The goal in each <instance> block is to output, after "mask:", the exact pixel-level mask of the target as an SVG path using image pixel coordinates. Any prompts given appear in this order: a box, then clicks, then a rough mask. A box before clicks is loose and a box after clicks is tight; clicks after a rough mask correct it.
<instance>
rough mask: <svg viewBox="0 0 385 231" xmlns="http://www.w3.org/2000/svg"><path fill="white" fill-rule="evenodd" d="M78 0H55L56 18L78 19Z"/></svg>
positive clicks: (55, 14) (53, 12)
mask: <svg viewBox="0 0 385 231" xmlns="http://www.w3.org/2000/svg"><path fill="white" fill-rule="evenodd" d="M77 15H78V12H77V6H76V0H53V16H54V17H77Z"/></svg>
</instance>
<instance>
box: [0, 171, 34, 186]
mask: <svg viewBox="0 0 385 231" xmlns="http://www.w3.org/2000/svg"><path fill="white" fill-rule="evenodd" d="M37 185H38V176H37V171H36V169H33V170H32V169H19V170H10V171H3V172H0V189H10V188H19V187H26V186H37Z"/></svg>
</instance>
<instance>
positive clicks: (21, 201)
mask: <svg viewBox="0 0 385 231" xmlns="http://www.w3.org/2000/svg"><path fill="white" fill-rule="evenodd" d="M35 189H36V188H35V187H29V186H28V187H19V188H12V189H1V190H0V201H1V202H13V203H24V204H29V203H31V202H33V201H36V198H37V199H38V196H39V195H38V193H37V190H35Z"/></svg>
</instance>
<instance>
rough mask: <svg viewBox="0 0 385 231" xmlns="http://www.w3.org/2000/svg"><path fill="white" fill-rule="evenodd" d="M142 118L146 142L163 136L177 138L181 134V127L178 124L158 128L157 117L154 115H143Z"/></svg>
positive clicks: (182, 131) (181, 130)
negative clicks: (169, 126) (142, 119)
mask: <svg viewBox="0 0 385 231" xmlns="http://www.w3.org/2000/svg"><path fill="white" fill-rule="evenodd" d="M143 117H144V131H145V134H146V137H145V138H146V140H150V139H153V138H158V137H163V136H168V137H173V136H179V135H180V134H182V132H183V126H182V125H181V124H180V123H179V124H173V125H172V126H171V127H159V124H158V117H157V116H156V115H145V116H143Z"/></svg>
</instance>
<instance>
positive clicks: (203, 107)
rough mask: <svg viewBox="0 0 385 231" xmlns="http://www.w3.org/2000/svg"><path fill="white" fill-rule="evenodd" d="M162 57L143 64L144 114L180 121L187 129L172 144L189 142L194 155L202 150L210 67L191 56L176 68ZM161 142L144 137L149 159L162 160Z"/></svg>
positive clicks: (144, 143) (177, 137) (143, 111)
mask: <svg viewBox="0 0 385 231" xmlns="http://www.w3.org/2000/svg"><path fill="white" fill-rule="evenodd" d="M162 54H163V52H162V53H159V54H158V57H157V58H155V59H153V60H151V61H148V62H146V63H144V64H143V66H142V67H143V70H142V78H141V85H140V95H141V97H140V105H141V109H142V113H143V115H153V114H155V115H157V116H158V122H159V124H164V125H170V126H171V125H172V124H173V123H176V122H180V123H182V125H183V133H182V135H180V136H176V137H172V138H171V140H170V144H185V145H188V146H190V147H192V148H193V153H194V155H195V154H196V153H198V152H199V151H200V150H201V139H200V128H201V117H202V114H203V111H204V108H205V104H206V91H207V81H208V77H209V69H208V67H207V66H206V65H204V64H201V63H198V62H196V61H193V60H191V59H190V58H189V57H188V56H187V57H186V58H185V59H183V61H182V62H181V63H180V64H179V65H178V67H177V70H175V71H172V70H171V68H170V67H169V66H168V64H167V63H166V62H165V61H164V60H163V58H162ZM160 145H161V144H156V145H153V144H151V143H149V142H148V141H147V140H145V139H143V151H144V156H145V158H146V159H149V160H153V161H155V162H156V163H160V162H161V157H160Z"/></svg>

━━━

*About this exercise*
Render every line of the listing above as a Markdown table with two columns, Index for the row number and Content for the line. Omit blank lines.

*Your response*
| Index | Content |
|---|---|
| 1 | The goal in each <instance> block is to output, after "mask:", the exact pixel-level mask of the target as an SVG path using image pixel coordinates. Any prompts given appear in this order: a box, then clicks, then a rough mask. A box before clicks is loose and a box after clicks is tight; clicks after a rough mask correct it. |
| 2 | <instance> |
| 3 | rough mask: <svg viewBox="0 0 385 231" xmlns="http://www.w3.org/2000/svg"><path fill="white" fill-rule="evenodd" d="M78 0H55L56 18L78 19Z"/></svg> |
| 4 | positive clicks: (55, 14) (53, 12) |
| 5 | mask: <svg viewBox="0 0 385 231" xmlns="http://www.w3.org/2000/svg"><path fill="white" fill-rule="evenodd" d="M77 15H78V12H77V6H76V0H53V16H54V17H77Z"/></svg> |
| 6 | </instance> |
| 7 | <instance> |
| 8 | box: [0, 171, 34, 186] |
| 9 | mask: <svg viewBox="0 0 385 231" xmlns="http://www.w3.org/2000/svg"><path fill="white" fill-rule="evenodd" d="M37 185H38V176H37V171H36V169H33V170H32V169H19V170H10V171H3V172H0V189H10V188H19V187H26V186H37Z"/></svg> |
| 10 | </instance> |
| 11 | <instance> |
| 12 | positive clicks: (21, 201) |
| 13 | mask: <svg viewBox="0 0 385 231" xmlns="http://www.w3.org/2000/svg"><path fill="white" fill-rule="evenodd" d="M35 189H36V188H35V187H29V186H28V187H19V188H12V189H1V190H0V201H1V202H13V203H24V204H29V203H31V202H33V201H36V198H37V199H38V196H39V195H38V193H37V190H35Z"/></svg> |
| 14 | </instance> |
| 15 | <instance> |
| 16 | rough mask: <svg viewBox="0 0 385 231" xmlns="http://www.w3.org/2000/svg"><path fill="white" fill-rule="evenodd" d="M142 118L146 142L163 136L177 138L181 134V127L178 124L158 128L157 117L154 115H143Z"/></svg> |
| 17 | positive clicks: (182, 131) (181, 130) |
| 18 | negative clicks: (169, 126) (142, 119) |
| 19 | mask: <svg viewBox="0 0 385 231" xmlns="http://www.w3.org/2000/svg"><path fill="white" fill-rule="evenodd" d="M143 117H144V131H145V134H146V137H145V138H146V140H150V139H153V138H158V137H163V136H168V137H173V136H179V135H180V134H182V132H183V126H182V125H181V124H180V123H179V124H173V125H172V126H171V127H159V124H158V117H157V116H156V115H145V116H143Z"/></svg> |
| 20 | </instance> |
| 21 | <instance> |
| 22 | positive clicks: (203, 107) |
| 23 | rough mask: <svg viewBox="0 0 385 231" xmlns="http://www.w3.org/2000/svg"><path fill="white" fill-rule="evenodd" d="M162 57L143 64L144 114L180 121L187 129L172 144L189 142L194 155L202 150L210 67L191 56L176 68ZM161 142L144 137L149 159L162 160Z"/></svg> |
| 24 | positive clicks: (144, 143) (177, 137) (143, 111) |
| 25 | mask: <svg viewBox="0 0 385 231" xmlns="http://www.w3.org/2000/svg"><path fill="white" fill-rule="evenodd" d="M162 54H163V52H162V53H159V54H158V57H157V58H155V59H153V60H151V61H148V62H146V63H144V64H143V66H142V67H143V70H142V78H141V85H140V95H141V97H140V105H141V109H142V113H143V115H153V114H155V115H157V116H158V122H159V124H164V125H170V126H171V125H172V124H173V123H176V122H180V123H182V125H183V133H182V135H180V136H176V137H172V138H171V140H170V144H185V145H188V146H190V147H192V148H193V153H194V155H195V154H196V153H198V152H199V151H200V150H201V139H200V128H201V117H202V114H203V111H204V108H205V104H206V91H207V81H208V77H209V69H208V67H207V66H206V65H204V64H201V63H198V62H196V61H193V60H191V59H190V58H189V57H188V56H187V57H186V58H185V59H183V61H182V62H181V63H180V64H179V65H178V67H177V70H175V71H172V70H171V68H170V67H169V66H168V64H167V63H166V62H165V61H164V60H163V58H162ZM160 145H161V144H156V145H153V144H151V143H149V142H148V141H147V140H145V139H143V151H144V156H145V158H146V159H149V160H153V161H155V162H156V163H160V162H161V157H160Z"/></svg> |